Exercise text ->
● ● ● ● ● ● ●

Re: [DISCUSS] Change "RunnableOnService" To A More Intuitive Name

Jason Kuster Tue, 28 Mar 2017 12:40:09 -0700

Going off of what Robert and others have said -- I think the sanest way to
use NeedsRunner is as an annotation on specific tests in the set of modules
which the DirectRunner depends on (directly or transitively). It should be
used only as an indication that they should be tested with the DirectRunner
once the DirectRunner is available. In this light, I'd suggest removing
NeedsRunner annotations from everywhere below the DirectRunner in the build
order since it will already be available.


The one wrinkle here is that NeedsRunner is used in Stas's abandoned node
detection in TestPipeline, a very useful piece of functionality. My
suggestion here would be to just turn on abandoned node detection by
default; tests which do not need it can call
p.enableAbandonedNodeEnforcement(false). Thoughts?

On Tue, Mar 28, 2017 at 1:55 AM, Stas Levin <[email protected]> wrote:

> Jason, I can add the write-up in
> https://github.com/apache/beam/pull/2077#issuecomment-282273273 to the
> testing
> section <https://beam.apache.org/contribute/testing/> as part of the
> upcoming doc updates in light of "RunnableOnService" becoming
> "NeedsRunner".
>
> -Stas
>
>
> On Tue, Mar 28, 2017 at 12:38 AM Robert Bradshaw
> <[email protected]> wrote:
>
> > On Mon, Mar 27, 2017 at 1:16 PM, Eugene Kirpichov <
> > [email protected]> wrote:
> >
> > > Thanks Kenn, this breakdown makes a lot of sense. We should probably
> > > clarify this in the documentation of both of these annotations. Though
> > now
> > > that I look at the current docs, they seem clear enough, but perhaps
> they
> > > can be phrased stronger.
> > >
> > > To summarize:
> > > - ValidatesRunner tests are for testing a runner. They should be
> created
> > > mostly by core Beam SDK authors, when introducing a new Beam feature
> etc.
> > > It may even make sense to make this annotation private to the beam sdk
> > core
> > > module.
> > >
> >
> > +1, but see below.

● ● ● ● ● ● ●

Dataset entries ->
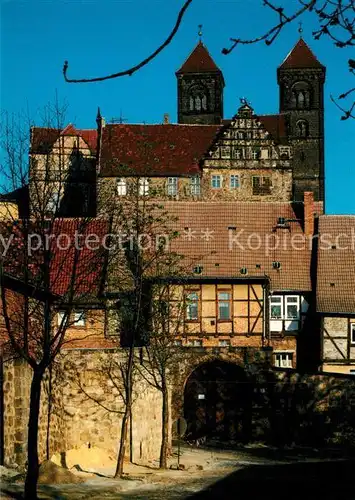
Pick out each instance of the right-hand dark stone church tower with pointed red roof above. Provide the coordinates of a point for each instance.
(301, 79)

● ● ● ● ● ● ●

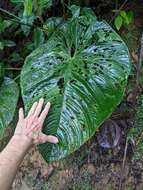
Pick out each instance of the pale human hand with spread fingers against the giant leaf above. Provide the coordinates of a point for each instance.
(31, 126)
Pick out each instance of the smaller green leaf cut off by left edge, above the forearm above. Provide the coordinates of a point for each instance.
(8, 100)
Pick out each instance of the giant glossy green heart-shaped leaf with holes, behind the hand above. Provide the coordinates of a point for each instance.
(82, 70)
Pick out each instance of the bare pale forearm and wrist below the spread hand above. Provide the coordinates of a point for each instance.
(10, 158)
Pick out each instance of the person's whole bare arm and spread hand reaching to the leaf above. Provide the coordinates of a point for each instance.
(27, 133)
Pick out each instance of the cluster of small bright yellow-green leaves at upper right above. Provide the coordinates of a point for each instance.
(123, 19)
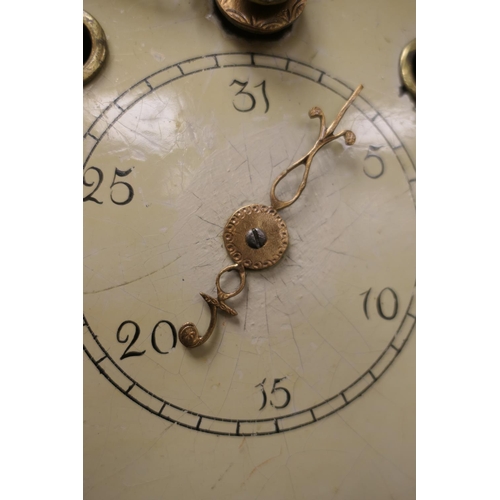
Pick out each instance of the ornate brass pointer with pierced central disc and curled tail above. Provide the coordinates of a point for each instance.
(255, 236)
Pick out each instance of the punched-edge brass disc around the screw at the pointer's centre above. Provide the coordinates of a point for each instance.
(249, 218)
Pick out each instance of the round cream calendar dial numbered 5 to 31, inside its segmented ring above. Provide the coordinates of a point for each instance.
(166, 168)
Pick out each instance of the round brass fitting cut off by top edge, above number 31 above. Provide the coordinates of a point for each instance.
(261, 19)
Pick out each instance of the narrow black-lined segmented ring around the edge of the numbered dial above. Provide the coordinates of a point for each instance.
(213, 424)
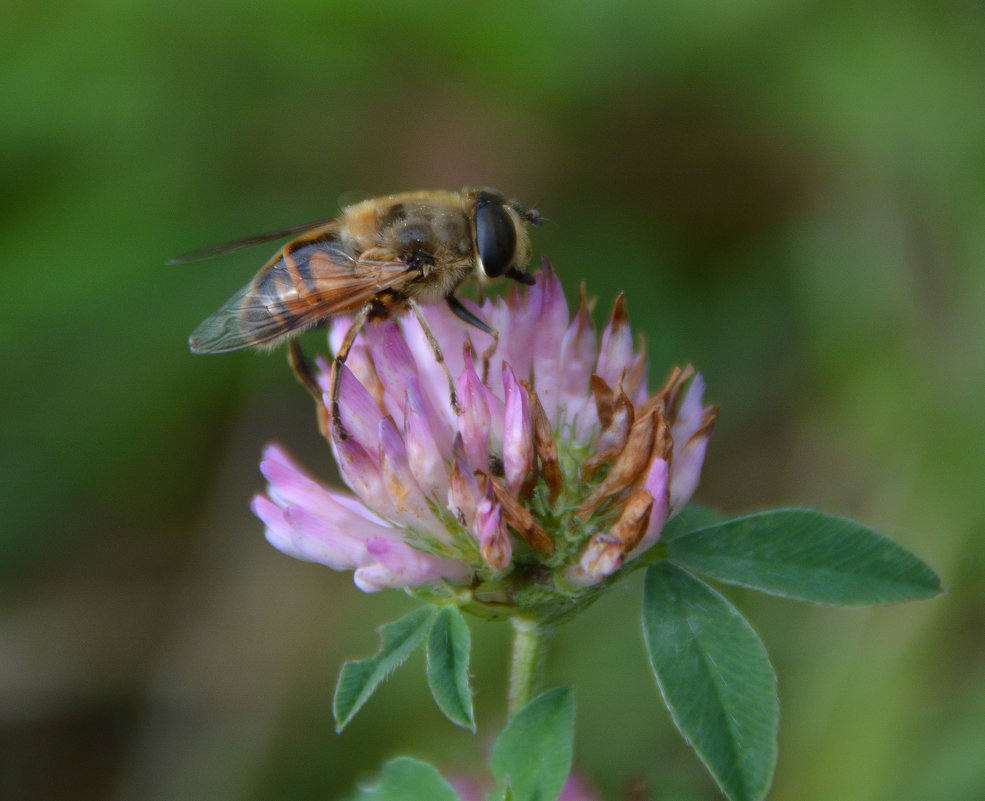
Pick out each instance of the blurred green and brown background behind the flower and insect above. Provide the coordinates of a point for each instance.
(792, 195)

● ● ● ● ● ● ●

Work to complete ->
1. List everyone who wrote a message that appears in the thread about renaming RunnableOnService.
2. Resume the thread about renaming RunnableOnService from the point where it stops.

Expected results ->
1. Jason Kuster, Stas Levin, Robert Bradshaw, Eugene Kirpichov

2.
> >
> >
> > > - NeedsRunner tests are for testing a transform. That's what all
> external
> > > users should be using, authors of IOs, etc. It's unspecified which
> runner
> > > will be used, but in practice usually it'll be direct runner.
> > >
> >
> > My one issue with NeedsRunner is that as one moves further from core, the
> > public API of Beam libraries tend to be suites of PTransforms (including
> > IOs) and almost every strong test of the public API (which is where most
> > tests should live) has at least one test that becomes NeedsRunner. It
> seems
> > annotations should be used to mark the exception, not the norm.
> >
> > Perhaps this also stems from my point of view that the Direct Runner is
> in
> > many ways part of the SDK as the reference implementation and test runner
> > (the SDK minus any runner isn't very useful) and so there's little or no
> > need to distinguish tests that require a runner from those that don't
> > (especially the further you get from core, where you should be able to
> > assume you have a runner if you have the ability to construct pipelines
> and
> > run PAssert).
> >
> > - The current situation (use of both of these annotations) does not quite
> > > reflect that, and should be fixed.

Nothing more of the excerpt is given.